**Objectives:**
a) Answer these questions using the review of New York art fairs, one answer per line, marked to match:
(i) How many galleries does the 1-54 fair have?
(ii) Art New York is now "presented by" which fair?
(iii) In which neighborhood does Frieze sponsor three installations?
b) Reproduce, word for word, the part of the review of New York art fairs starting with "Size matters" and going on through "compete for attention.".
c) Write the next part of the review of New York art fairs, picking up after its final sentence.

**Text excerpt:**
For all that, 1-54 on its move from Red Hook to the Meatpacking District shows that fairs can still bring something to contemporary art. With its twenty-five galleries from as distant as Martinique, Mali, and Egypt, I knew that I was going to learn something—and right away with grainy silkscreens of distant faces and totems on canvas and tents, by Raphael Barontini (with the Pill), I knew that African art is both elusive and very much alive. The fair's artists often mine at once portraiture and African tradition, but with an awareness of Western art as well. They can be glittery like Joana Choumali (with Loft) or fantastic like Thameur Mejri and Cameron Platter (with Gallery 1957), but still down to earth. New York dealers with an investment in African art include James Cohan, Richard Tattlinger, De Buck, Yossi Milo, and Danziger, the last with informal portrait photos by Seydou Keïta. His subjects seem both old friends and a world apart.

Further upscale, a lone April art fair could serve as a warning to others as to what they might all too quickly become. ArtExpo NY has the prestige and inconvenience of the very same midtown west pier that Volta ceded for 2019 to the Armory Show, but with an even greater exodus of galleries from major arts centers. Here a curator from Forest Hills has to stand almost solely for New York. The work has the same tensions between prestige and novelty. It settles for tacky retreads of strategies from Modernism and poster shops. Expect overkill and Day-Glo colors applied to your worst imaginings of people, places, and horses. And then a month later and two piers to the north, one faces a more polished but truly generic choice in Art New York.

Art New York still has all the trappings of an upscale art fair except the artists and the galleries. Now merely "presented by" Art Miami, it also cannot outgrow its roots in Miami Basel and then Miami New York. It has its high-ceilinged midtown pier, the very same as for the Armory Show, and large works of art—often printed on vinyl or metal to enhance their sheen. And the entirety could pass for a suburban print shop, for all the paintings—with few known artists, most notably Grace Hartigan (with C. Grimaldis), to anchor the knockoffs. When you come to three different images of the Beatles at three different booths, it may be time to move on. As serious galleries give way to financial pressures, could there be a saving grace in the priciest fair of all?

Size matters

Frieze may still take a pricy ferry ride to Randall's Island on top of everything else, but it is seeking more of a presence than ever in New York. It now sponsors three installations in Harlem, in conjunction with White Box, and it squeezes more than a dozen bad neighbors into Rockefeller Center, as Frieze Sculpture. (Allow me to defer a report to a tour of New York summer sculpture.) It makes as big a splash as possible within its tents as well, while adding half a dozen more features. Some galleries take two booths in response. And they, too, work overtime to compete for attention.

**Provided material:**
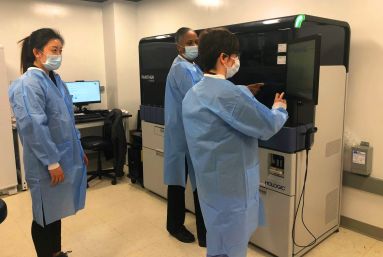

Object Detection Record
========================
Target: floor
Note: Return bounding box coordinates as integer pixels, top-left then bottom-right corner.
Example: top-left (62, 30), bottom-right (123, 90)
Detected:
top-left (0, 176), bottom-right (383, 257)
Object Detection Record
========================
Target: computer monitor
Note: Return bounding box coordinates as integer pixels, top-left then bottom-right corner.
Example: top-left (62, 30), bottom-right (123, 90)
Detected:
top-left (286, 35), bottom-right (321, 105)
top-left (65, 80), bottom-right (101, 107)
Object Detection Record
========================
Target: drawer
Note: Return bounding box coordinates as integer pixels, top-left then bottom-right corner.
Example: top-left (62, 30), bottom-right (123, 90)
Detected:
top-left (142, 121), bottom-right (165, 151)
top-left (142, 147), bottom-right (167, 198)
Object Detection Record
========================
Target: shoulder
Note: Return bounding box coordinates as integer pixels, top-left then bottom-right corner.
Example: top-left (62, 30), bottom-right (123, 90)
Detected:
top-left (11, 70), bottom-right (44, 90)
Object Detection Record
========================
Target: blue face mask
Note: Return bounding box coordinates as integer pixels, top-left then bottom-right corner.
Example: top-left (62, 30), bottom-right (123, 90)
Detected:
top-left (43, 55), bottom-right (62, 71)
top-left (185, 46), bottom-right (198, 61)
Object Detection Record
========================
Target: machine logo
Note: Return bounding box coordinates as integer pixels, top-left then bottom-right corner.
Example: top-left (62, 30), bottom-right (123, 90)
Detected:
top-left (141, 74), bottom-right (154, 82)
top-left (265, 181), bottom-right (286, 191)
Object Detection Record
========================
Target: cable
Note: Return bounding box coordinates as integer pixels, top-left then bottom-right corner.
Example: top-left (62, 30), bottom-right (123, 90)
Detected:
top-left (292, 148), bottom-right (317, 248)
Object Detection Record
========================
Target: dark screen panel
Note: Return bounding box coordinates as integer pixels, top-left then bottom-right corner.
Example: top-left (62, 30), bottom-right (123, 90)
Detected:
top-left (286, 36), bottom-right (320, 104)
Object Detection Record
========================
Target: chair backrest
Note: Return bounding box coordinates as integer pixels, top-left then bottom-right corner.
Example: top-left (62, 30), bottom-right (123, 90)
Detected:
top-left (0, 199), bottom-right (7, 224)
top-left (103, 109), bottom-right (127, 172)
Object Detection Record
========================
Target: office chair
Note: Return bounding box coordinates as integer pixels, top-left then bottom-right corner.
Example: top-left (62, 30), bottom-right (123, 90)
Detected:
top-left (81, 109), bottom-right (127, 185)
top-left (0, 199), bottom-right (8, 224)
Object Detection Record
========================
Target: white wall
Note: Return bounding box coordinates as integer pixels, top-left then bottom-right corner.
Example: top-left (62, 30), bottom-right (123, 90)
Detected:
top-left (137, 0), bottom-right (383, 228)
top-left (0, 0), bottom-right (107, 108)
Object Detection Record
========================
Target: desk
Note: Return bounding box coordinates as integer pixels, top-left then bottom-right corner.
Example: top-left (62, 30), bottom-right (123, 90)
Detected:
top-left (14, 113), bottom-right (132, 190)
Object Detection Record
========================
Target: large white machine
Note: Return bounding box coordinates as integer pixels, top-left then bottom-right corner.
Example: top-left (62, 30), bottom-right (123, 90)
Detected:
top-left (139, 14), bottom-right (350, 257)
top-left (251, 66), bottom-right (347, 257)
top-left (0, 45), bottom-right (17, 194)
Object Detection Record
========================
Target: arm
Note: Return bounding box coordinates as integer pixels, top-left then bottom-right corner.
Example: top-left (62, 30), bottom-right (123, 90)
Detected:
top-left (174, 63), bottom-right (199, 96)
top-left (214, 85), bottom-right (288, 140)
top-left (10, 81), bottom-right (60, 167)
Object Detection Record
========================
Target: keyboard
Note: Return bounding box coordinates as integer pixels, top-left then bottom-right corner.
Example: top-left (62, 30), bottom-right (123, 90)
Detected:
top-left (74, 113), bottom-right (104, 123)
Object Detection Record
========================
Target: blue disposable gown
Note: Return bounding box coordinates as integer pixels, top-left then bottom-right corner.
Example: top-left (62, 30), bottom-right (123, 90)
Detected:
top-left (164, 56), bottom-right (203, 190)
top-left (8, 68), bottom-right (86, 226)
top-left (182, 77), bottom-right (288, 257)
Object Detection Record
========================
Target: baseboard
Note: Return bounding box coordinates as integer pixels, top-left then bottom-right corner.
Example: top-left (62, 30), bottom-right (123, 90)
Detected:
top-left (343, 171), bottom-right (383, 196)
top-left (340, 216), bottom-right (383, 241)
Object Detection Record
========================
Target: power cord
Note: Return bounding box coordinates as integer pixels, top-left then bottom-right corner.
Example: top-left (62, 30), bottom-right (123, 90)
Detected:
top-left (292, 127), bottom-right (318, 248)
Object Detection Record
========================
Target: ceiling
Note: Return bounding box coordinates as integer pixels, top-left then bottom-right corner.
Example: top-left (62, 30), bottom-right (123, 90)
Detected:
top-left (82, 0), bottom-right (141, 3)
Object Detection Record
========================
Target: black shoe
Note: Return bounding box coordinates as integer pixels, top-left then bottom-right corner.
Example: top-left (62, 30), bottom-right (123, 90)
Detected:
top-left (56, 251), bottom-right (72, 257)
top-left (169, 226), bottom-right (195, 243)
top-left (116, 172), bottom-right (125, 178)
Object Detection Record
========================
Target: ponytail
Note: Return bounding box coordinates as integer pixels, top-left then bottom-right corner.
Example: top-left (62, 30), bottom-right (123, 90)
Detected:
top-left (18, 28), bottom-right (64, 73)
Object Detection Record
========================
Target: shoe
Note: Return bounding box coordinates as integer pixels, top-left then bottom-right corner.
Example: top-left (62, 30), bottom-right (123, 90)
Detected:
top-left (169, 226), bottom-right (195, 243)
top-left (198, 239), bottom-right (206, 247)
top-left (116, 172), bottom-right (125, 178)
top-left (56, 251), bottom-right (72, 257)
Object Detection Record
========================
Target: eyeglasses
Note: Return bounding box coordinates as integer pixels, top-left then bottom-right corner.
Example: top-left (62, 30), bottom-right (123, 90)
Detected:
top-left (222, 53), bottom-right (241, 60)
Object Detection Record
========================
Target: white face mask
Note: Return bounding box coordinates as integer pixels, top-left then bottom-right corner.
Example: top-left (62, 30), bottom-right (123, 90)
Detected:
top-left (225, 57), bottom-right (241, 79)
top-left (185, 46), bottom-right (198, 61)
top-left (43, 55), bottom-right (62, 71)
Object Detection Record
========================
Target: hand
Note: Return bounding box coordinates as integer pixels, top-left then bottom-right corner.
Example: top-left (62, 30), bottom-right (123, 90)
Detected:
top-left (273, 92), bottom-right (287, 110)
top-left (49, 166), bottom-right (64, 186)
top-left (83, 154), bottom-right (89, 167)
top-left (247, 83), bottom-right (265, 96)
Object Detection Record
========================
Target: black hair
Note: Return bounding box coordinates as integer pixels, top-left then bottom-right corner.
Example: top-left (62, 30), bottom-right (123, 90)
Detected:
top-left (18, 28), bottom-right (64, 73)
top-left (198, 28), bottom-right (239, 72)
top-left (174, 27), bottom-right (192, 44)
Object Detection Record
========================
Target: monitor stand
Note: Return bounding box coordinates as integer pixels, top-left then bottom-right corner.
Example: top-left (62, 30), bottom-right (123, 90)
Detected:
top-left (74, 104), bottom-right (87, 113)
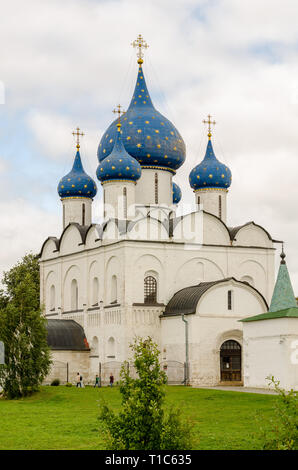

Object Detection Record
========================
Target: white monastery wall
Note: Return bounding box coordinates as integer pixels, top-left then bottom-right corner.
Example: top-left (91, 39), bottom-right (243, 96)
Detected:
top-left (243, 318), bottom-right (298, 390)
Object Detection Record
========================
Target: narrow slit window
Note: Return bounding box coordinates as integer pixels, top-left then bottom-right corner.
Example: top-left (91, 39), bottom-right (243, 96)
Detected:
top-left (63, 205), bottom-right (65, 228)
top-left (144, 276), bottom-right (157, 304)
top-left (82, 204), bottom-right (85, 225)
top-left (123, 188), bottom-right (127, 219)
top-left (155, 173), bottom-right (158, 204)
top-left (228, 290), bottom-right (232, 310)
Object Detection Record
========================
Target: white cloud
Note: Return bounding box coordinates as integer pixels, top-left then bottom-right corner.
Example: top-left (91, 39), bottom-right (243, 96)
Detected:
top-left (0, 199), bottom-right (61, 278)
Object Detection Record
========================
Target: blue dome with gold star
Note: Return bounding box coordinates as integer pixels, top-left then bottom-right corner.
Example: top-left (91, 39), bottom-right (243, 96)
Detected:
top-left (189, 138), bottom-right (232, 191)
top-left (57, 150), bottom-right (97, 199)
top-left (97, 64), bottom-right (185, 173)
top-left (96, 125), bottom-right (142, 183)
top-left (173, 182), bottom-right (182, 204)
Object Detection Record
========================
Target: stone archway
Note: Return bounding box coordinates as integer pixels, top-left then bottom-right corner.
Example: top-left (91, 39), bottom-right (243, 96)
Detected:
top-left (220, 339), bottom-right (242, 383)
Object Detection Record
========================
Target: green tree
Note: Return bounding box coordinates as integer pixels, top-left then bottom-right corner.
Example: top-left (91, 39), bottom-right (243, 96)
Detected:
top-left (99, 338), bottom-right (192, 450)
top-left (258, 376), bottom-right (298, 450)
top-left (0, 254), bottom-right (50, 398)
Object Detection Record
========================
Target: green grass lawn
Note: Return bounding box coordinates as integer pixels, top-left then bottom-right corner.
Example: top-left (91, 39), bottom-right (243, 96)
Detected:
top-left (0, 386), bottom-right (277, 450)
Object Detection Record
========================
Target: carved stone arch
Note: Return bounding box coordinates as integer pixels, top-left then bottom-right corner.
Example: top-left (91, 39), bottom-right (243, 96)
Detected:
top-left (174, 257), bottom-right (225, 291)
top-left (63, 264), bottom-right (82, 311)
top-left (104, 255), bottom-right (122, 303)
top-left (59, 224), bottom-right (83, 254)
top-left (133, 253), bottom-right (164, 303)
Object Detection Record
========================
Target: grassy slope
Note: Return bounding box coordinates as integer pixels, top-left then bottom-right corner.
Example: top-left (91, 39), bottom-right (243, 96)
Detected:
top-left (0, 386), bottom-right (276, 449)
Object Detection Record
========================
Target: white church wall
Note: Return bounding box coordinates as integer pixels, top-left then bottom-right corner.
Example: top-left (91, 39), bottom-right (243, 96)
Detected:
top-left (198, 281), bottom-right (267, 318)
top-left (40, 239), bottom-right (59, 260)
top-left (136, 168), bottom-right (173, 206)
top-left (195, 189), bottom-right (227, 223)
top-left (243, 318), bottom-right (298, 390)
top-left (233, 223), bottom-right (273, 248)
top-left (85, 226), bottom-right (100, 250)
top-left (60, 225), bottom-right (84, 256)
top-left (203, 213), bottom-right (231, 246)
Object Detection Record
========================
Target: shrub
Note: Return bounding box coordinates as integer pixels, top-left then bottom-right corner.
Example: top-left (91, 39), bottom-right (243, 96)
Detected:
top-left (51, 379), bottom-right (60, 387)
top-left (99, 338), bottom-right (193, 450)
top-left (260, 376), bottom-right (298, 450)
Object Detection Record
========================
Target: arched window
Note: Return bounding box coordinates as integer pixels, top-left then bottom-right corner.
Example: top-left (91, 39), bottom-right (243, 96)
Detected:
top-left (111, 275), bottom-right (117, 304)
top-left (107, 337), bottom-right (116, 358)
top-left (154, 173), bottom-right (158, 204)
top-left (220, 339), bottom-right (241, 382)
top-left (91, 336), bottom-right (98, 356)
top-left (240, 276), bottom-right (255, 287)
top-left (50, 285), bottom-right (56, 310)
top-left (92, 277), bottom-right (99, 306)
top-left (63, 204), bottom-right (65, 228)
top-left (144, 276), bottom-right (157, 304)
top-left (228, 290), bottom-right (233, 310)
top-left (70, 279), bottom-right (79, 310)
top-left (123, 188), bottom-right (127, 219)
top-left (82, 204), bottom-right (85, 225)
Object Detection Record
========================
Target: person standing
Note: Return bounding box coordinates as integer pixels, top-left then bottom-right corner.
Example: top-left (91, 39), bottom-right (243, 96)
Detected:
top-left (76, 372), bottom-right (82, 387)
top-left (94, 374), bottom-right (99, 388)
top-left (110, 372), bottom-right (114, 387)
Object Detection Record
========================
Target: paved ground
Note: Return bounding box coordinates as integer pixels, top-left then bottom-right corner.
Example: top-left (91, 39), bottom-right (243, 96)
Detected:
top-left (195, 385), bottom-right (276, 395)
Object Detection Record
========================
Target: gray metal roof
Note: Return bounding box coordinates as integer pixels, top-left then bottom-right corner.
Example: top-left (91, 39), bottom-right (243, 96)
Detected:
top-left (47, 320), bottom-right (89, 351)
top-left (163, 277), bottom-right (268, 316)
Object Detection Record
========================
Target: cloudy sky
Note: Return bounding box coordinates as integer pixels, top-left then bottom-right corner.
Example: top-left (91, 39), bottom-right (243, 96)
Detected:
top-left (0, 0), bottom-right (298, 295)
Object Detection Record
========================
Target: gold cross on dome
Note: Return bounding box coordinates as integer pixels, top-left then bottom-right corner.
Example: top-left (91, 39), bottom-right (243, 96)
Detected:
top-left (131, 34), bottom-right (149, 65)
top-left (203, 114), bottom-right (216, 139)
top-left (113, 104), bottom-right (125, 131)
top-left (72, 127), bottom-right (85, 150)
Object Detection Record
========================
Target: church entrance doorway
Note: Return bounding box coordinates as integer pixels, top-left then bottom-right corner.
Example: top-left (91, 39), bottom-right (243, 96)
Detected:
top-left (220, 339), bottom-right (241, 382)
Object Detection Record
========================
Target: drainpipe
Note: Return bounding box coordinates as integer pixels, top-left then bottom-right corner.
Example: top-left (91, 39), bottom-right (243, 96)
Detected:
top-left (182, 313), bottom-right (189, 385)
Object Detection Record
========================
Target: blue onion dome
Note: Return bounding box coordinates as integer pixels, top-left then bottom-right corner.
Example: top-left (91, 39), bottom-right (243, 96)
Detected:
top-left (97, 64), bottom-right (185, 173)
top-left (173, 182), bottom-right (182, 204)
top-left (57, 149), bottom-right (97, 199)
top-left (189, 137), bottom-right (232, 191)
top-left (96, 122), bottom-right (142, 183)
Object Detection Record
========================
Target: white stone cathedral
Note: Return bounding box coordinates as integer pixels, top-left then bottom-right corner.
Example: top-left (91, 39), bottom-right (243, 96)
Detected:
top-left (40, 36), bottom-right (298, 385)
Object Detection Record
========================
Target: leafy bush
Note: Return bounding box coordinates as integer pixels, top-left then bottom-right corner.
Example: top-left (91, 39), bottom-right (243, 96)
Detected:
top-left (99, 338), bottom-right (193, 450)
top-left (260, 376), bottom-right (298, 450)
top-left (51, 379), bottom-right (60, 387)
top-left (0, 255), bottom-right (51, 399)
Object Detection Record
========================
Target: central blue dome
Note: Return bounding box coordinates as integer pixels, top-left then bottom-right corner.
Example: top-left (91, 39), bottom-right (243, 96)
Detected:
top-left (96, 122), bottom-right (142, 183)
top-left (97, 66), bottom-right (185, 173)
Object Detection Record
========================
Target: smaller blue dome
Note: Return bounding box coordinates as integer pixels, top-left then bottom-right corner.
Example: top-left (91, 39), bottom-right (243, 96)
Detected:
top-left (173, 182), bottom-right (182, 204)
top-left (57, 150), bottom-right (97, 199)
top-left (96, 127), bottom-right (142, 183)
top-left (189, 139), bottom-right (232, 191)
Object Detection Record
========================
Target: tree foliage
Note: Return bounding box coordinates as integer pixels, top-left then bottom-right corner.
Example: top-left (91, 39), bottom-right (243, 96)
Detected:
top-left (0, 254), bottom-right (50, 398)
top-left (260, 376), bottom-right (298, 450)
top-left (99, 338), bottom-right (192, 450)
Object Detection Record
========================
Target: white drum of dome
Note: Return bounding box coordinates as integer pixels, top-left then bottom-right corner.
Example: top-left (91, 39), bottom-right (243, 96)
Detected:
top-left (0, 341), bottom-right (5, 364)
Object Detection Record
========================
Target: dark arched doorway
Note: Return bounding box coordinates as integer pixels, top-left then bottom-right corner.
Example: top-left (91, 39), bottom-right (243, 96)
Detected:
top-left (220, 339), bottom-right (241, 382)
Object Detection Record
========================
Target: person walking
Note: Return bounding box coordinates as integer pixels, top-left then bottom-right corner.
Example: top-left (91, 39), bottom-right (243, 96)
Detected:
top-left (94, 374), bottom-right (99, 388)
top-left (76, 372), bottom-right (82, 388)
top-left (110, 372), bottom-right (114, 387)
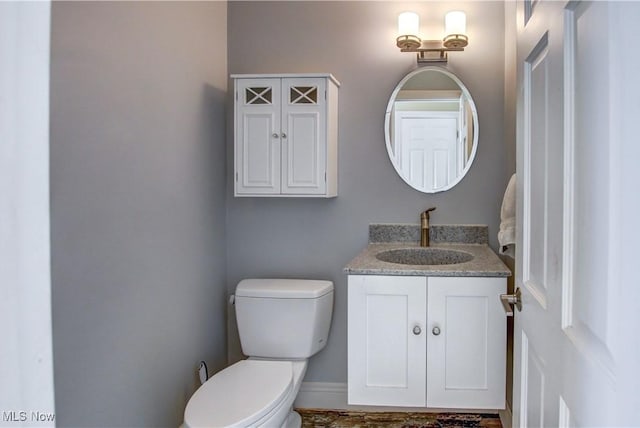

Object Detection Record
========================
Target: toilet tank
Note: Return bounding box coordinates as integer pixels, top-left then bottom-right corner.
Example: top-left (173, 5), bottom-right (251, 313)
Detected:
top-left (235, 279), bottom-right (333, 359)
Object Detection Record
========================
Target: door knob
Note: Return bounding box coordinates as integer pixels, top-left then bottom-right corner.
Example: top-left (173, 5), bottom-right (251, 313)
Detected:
top-left (500, 287), bottom-right (522, 317)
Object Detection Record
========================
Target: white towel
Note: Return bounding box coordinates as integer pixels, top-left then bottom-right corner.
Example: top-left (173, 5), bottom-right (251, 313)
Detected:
top-left (498, 174), bottom-right (516, 259)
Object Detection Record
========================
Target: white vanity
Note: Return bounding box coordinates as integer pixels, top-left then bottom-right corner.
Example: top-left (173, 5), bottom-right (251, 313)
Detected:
top-left (345, 225), bottom-right (511, 409)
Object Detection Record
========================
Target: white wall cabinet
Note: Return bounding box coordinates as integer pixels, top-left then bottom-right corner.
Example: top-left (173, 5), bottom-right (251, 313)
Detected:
top-left (348, 275), bottom-right (506, 409)
top-left (231, 74), bottom-right (339, 198)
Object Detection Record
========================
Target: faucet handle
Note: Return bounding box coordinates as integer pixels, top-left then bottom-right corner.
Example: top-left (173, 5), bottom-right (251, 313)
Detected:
top-left (422, 207), bottom-right (436, 219)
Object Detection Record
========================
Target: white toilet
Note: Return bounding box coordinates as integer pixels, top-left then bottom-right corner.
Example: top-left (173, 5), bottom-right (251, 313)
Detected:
top-left (184, 279), bottom-right (333, 428)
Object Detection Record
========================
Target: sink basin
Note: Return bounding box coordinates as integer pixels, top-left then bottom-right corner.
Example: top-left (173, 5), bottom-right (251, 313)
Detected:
top-left (376, 248), bottom-right (473, 265)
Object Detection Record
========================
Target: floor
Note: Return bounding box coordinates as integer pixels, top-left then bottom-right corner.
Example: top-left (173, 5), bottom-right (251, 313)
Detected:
top-left (297, 409), bottom-right (502, 428)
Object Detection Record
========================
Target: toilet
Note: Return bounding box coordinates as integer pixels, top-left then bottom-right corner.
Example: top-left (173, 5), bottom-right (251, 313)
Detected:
top-left (184, 279), bottom-right (333, 428)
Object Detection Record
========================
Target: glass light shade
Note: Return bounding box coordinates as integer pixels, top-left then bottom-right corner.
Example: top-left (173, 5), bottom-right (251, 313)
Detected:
top-left (444, 10), bottom-right (467, 36)
top-left (398, 12), bottom-right (420, 37)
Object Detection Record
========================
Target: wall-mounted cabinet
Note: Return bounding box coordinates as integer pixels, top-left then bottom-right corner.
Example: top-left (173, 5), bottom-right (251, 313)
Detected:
top-left (231, 74), bottom-right (339, 198)
top-left (348, 275), bottom-right (506, 409)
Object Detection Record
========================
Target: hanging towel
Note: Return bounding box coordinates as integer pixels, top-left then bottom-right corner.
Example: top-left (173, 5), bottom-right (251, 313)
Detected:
top-left (498, 174), bottom-right (516, 259)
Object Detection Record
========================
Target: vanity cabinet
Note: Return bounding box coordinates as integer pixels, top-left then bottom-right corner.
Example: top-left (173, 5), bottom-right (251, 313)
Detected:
top-left (231, 74), bottom-right (339, 197)
top-left (348, 275), bottom-right (506, 409)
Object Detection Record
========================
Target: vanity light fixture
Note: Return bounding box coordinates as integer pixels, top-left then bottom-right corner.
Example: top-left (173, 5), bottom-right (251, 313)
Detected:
top-left (396, 10), bottom-right (469, 63)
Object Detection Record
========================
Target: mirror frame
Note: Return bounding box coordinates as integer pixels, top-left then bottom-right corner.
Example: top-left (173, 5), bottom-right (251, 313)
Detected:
top-left (384, 66), bottom-right (480, 193)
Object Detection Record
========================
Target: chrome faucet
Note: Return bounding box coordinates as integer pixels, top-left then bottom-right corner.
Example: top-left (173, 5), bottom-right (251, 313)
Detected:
top-left (420, 207), bottom-right (436, 247)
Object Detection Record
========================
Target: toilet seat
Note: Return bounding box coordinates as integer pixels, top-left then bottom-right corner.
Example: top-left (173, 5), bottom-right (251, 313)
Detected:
top-left (185, 360), bottom-right (293, 428)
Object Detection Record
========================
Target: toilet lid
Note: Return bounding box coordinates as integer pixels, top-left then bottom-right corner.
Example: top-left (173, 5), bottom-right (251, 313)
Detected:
top-left (184, 360), bottom-right (293, 428)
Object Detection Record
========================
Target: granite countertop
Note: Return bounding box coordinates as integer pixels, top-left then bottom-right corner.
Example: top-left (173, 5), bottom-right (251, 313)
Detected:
top-left (344, 225), bottom-right (511, 277)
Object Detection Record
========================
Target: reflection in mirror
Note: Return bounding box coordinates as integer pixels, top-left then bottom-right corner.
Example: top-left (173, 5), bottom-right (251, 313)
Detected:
top-left (385, 67), bottom-right (478, 193)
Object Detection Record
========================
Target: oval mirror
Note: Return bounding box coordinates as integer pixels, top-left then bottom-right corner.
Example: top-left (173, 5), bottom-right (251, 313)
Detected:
top-left (384, 67), bottom-right (478, 193)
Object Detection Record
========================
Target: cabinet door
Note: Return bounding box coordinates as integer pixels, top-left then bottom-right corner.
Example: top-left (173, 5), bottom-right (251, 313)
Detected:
top-left (281, 78), bottom-right (327, 195)
top-left (348, 275), bottom-right (426, 406)
top-left (235, 79), bottom-right (281, 195)
top-left (427, 277), bottom-right (507, 409)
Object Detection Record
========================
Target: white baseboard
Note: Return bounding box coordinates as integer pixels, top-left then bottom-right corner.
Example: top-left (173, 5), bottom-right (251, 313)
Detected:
top-left (294, 382), bottom-right (347, 410)
top-left (294, 382), bottom-right (500, 414)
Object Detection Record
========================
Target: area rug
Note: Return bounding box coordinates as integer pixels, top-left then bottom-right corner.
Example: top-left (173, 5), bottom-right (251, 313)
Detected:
top-left (296, 409), bottom-right (502, 428)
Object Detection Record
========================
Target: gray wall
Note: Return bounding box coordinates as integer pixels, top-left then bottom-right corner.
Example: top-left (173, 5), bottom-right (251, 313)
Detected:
top-left (51, 2), bottom-right (227, 427)
top-left (227, 1), bottom-right (510, 382)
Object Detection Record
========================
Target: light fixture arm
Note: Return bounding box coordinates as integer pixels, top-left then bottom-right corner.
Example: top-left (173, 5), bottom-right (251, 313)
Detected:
top-left (396, 11), bottom-right (469, 63)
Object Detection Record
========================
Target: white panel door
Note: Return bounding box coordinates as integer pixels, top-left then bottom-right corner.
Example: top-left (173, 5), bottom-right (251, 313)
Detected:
top-left (348, 275), bottom-right (427, 406)
top-left (235, 79), bottom-right (281, 194)
top-left (427, 277), bottom-right (507, 409)
top-left (395, 111), bottom-right (458, 190)
top-left (281, 78), bottom-right (327, 195)
top-left (513, 1), bottom-right (640, 427)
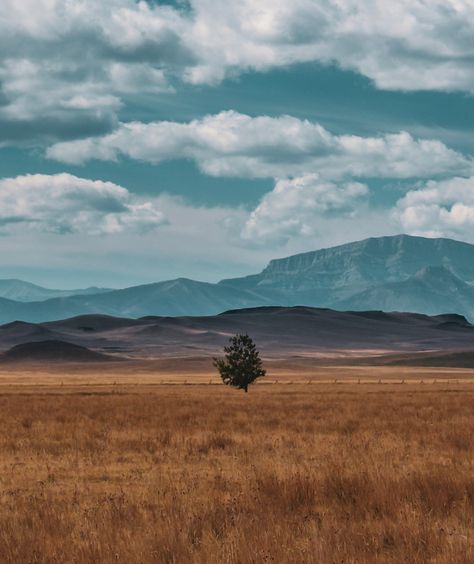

**Per-task outputs:**
a)
(i) Twenty-five
(ii) Art Miami
(iii) Harlem

b)
Size matters

Frieze may still take a pricy ferry ride to Randall's Island on top of everything else, but it is seeking more of a presence than ever in New York. It now sponsors three installations in Harlem, in conjunction with White Box, and it squeezes more than a dozen bad neighbors into Rockefeller Center, as Frieze Sculpture. (Allow me to defer a report to a tour of New York summer sculpture.) It makes as big a splash as possible within its tents as well, while adding half a dozen more features. Some galleries take two booths in response. And they, too, work overtime to compete for attention.

c)
Size matters right by the entrance, where Lauren Halsey, winner of the Frieze Artist Award, erects her Prototype Columns with mysterious markings in white. Just behind it comes a field of silvery spheres by Yayoi Kusama (with Victoria Miro), as Narcissus Garden, and a mural by Chris Ofili that aspires to myth. To one side Jaume Plensa (with Richard Gray) has his pretend Easter Island totem, much as in Frieze Sculpture Booths are spacious and clearly labeled, even for relatively young galleries exhibiting at a discount as "Focus." Unlike at the Armory Show, they are also integrated throughout rather than exiled to the back. One brings perhaps the sole moment of quiet—with landscapes both small and spare to the point of abstraction, by Eleanor Ray (with Nicelle Beauchene).

Charles Hinman's Tourmelene (Marc Straus gallery, 2012)Even with newcomers from downtown, then, Frieze can feel like a stroll through Chelsea on a rare good day. Established dealers use the large walls and spaces well for the likes of Robert Motherwell (with Jacobson), John Chamberlain (with Gagosian), Marilyn Lerner (with Kate Werble), and Nari Ward and Lori Pittman (with Lehmann Maupin). A greater interest, though, comes in the special features. "The Doors of Perception," curated by Javier Téllez, crams outsider artists into a dark alcove. They can seem like a solo show rather than a proper appreciation of the slippery concept's variety and complexity. And a room for virtual reality requires reservations or a long wait—but other sections really do draw one in.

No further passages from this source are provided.